[Begin SOURCE EXTRACT]

[Intel-xe] [PATCH] drm/xe: Fix and clarify PAT Index selection.
Matt Roper
matthew.d.roper at intel.com
Fri Jul 28 21:26:42 UTC 2023
On Thu, Jul 27, 2023 at 05:37:45PM -0400, Rodrigo Vivi wrote:
> PAT selection here in the Xe driver had inherited a lot
> of history from i915 and ended up with some strange cases
> like doing logical 'or' with 0, or even unnecessarily selecting
> pat_index = 7, instead of simply opting for the 0.
>
> XXX: More work needs to be done in MTL and PVC for the right
> selection, starting from the fact that pat_index = 2 is now the
> uncached and pat_index = 3 is WB with some kind of coherence.
>
> Signed-off-by: Rodrigo Vivi <rodrigo.vivi at intel.com>
> ---
> drivers/gpu/drm/xe/xe_bo.h | 24 ++++++++++++++++++++----
> drivers/gpu/drm/xe/xe_migrate.c | 4 ++--
> drivers/gpu/drm/xe/xe_pt.c | 10 +++++-----
> 3 files changed, 27 insertions(+), 11 deletions(-)
>
> diff --git a/drivers/gpu/drm/xe/xe_bo.h b/drivers/gpu/drm/xe/xe_bo.h
> index b29750a47d23..8c80c0784010 100644
> --- a/drivers/gpu/drm/xe/xe_bo.h
> +++ b/drivers/gpu/drm/xe/xe_bo.h
> @@ -37,10 +37,26 @@
> #define XE_BO_INTERNAL_TEST BIT(30)
> #define XE_BO_INTERNAL_64K BIT(31)
>
> -#define PPAT_UNCACHED GENMASK_ULL(4, 3)
> -#define PPAT_CACHED_PDE 0
> -#define PPAT_CACHED BIT_ULL(7)
> -#define PPAT_DISPLAY_ELLC BIT_ULL(4)

[End SOURCE EXTRACT]

**OBJECTIVES:**
1. Repeat the passage of the PAT index patch email word for word, starting with "[Intel-xe] [PATCH] drm/xe: Fix" and going on through "kind of coherence.".
2. Go on with the PAT index patch email from the point where it stops.

[Begin PROVIDED INFORMATION]

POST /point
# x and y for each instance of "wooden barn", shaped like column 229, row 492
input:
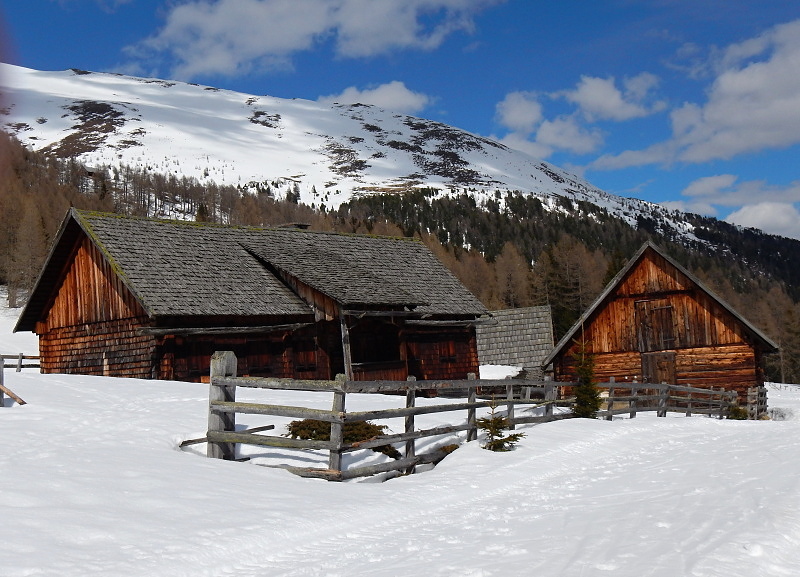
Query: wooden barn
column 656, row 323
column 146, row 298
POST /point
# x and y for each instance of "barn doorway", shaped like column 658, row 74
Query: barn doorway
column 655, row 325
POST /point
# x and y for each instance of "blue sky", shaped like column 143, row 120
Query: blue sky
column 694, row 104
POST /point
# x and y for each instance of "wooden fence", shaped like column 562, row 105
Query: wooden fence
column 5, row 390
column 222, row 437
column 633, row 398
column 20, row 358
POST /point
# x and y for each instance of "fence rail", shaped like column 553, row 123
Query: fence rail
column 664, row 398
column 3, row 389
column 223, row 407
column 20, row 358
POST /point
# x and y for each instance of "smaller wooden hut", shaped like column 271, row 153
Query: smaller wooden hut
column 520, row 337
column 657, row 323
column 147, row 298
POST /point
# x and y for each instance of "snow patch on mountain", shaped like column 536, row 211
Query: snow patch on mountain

[End PROVIDED INFORMATION]
[Begin PROVIDED INFORMATION]

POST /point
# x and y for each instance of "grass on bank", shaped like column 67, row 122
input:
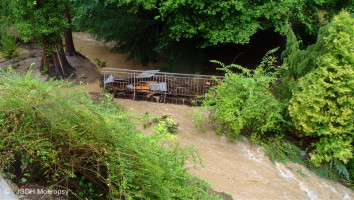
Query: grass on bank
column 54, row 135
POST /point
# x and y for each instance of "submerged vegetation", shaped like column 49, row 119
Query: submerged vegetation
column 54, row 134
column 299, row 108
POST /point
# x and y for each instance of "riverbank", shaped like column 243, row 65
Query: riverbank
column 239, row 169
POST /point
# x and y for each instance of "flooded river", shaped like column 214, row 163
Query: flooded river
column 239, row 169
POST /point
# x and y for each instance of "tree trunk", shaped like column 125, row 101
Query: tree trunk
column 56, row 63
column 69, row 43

[End PROVIDED INFORMATION]
[Begin PROVIDED INFORMATION]

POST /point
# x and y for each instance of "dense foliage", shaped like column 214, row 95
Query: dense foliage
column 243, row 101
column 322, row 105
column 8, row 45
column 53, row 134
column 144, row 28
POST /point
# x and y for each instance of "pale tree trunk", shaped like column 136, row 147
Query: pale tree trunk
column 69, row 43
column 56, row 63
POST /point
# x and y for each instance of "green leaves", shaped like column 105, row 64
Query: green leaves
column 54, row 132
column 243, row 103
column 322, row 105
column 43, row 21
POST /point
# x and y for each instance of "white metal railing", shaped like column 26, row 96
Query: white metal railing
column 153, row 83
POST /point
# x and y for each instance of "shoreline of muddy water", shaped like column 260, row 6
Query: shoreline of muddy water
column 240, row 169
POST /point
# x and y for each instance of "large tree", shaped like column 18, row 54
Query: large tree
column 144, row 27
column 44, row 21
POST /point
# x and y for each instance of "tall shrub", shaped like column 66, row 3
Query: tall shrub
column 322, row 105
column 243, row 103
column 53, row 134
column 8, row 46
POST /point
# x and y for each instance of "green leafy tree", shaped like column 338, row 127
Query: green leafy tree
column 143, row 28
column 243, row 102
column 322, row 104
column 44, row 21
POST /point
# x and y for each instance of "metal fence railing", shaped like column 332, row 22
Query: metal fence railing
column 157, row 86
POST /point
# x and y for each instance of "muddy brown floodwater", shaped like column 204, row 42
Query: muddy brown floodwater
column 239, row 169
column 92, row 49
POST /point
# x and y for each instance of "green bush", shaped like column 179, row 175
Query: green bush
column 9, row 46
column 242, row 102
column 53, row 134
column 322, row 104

[End PROVIDED INFORMATION]

**RESPONSES TO THE EXERCISE:**
1.
[Intel-xe] [PATCH] drm/xe: Fix and clarify PAT Index selection.
Matt Roper
matthew.d.roper at intel.com
Fri Jul 28 21:26:42 UTC 2023
On Thu, Jul 27, 2023 at 05:37:45PM -0400, Rodrigo Vivi wrote:
> PAT selection here in the Xe driver had inherited a lot
> of history from i915 and ended up with some strange cases
> like doing logical 'or' with 0, or even unnecessarily selecting
> pat_index = 7, instead of simply opting for the 0.
>
> XXX: More work needs to be done in MTL and PVC for the right
> selection, starting from the fact that pat_index = 2 is now the
> uncached and pat_index = 3 is WB with some kind of coherence.

2.
> +/*
> + * PAT Index Mechanism
> + *
> + * Some bits encoded in the page table entries and directories,
> + * are put together to form the "PAT_INDEX". The value of
> + * PAT Index points to some cache options such as:
> + *
> + * PAT_INDEX = 0 --> WB Cache
> + * PAT_INDEX = 1 --> WC Cache
> + * PAT_INDEX = 2 --> WT Cache
> + * PAT_INDEX = 3 --> Uncached
> + * (The full per-platform table can be found at xe_pat.c)
> + *
> + * The bits that form the PAT index for PPGTT are:
> + * PTE - [62][ 7][4][3]
> + * PDE/PDP - [62][12][4][3]
> + */
> +#define PPAT_INDEX (BIT_ULL(62) | BIT_ULL(7) | BIT_ULL(4) | BIT_ULL(3))
> +#define PPAT_WT BIT_ULL(4) /* PAT_INDEX = 2 */
> +#define PPAT_UNCACHED GENMASK_ULL(4, 3) /* PAT_INDEX = 3 */
Which index corresponds to what behavior is platform-specific and will
likely change with every major hardware change. We should eliminate
things like PPAT_WT or PPAT_UNCACHED completely. If there's a
platform-specific PAT index which is used internally by the driver in a
bunch of places (e.g., "give me fully uncached behavior") we should
cache that index in something like xe_gt->pat_uc. It can't be a
driver-wide constant.
Generally the PAT selection is either going to come from userspace (and
winds up getting passed all the way down to the pte/pde encoding
functions), or we're working with some kernel-allocated buffer (like a
GuC CTB or a golden LRC) and the exact characteristics that make sense
need to be selected on a platform-by-platform basis at init time.
>
> #define XE_PTE_SHIFT 12
> #define XE_PAGE_SIZE (1 << XE_PTE_SHIFT)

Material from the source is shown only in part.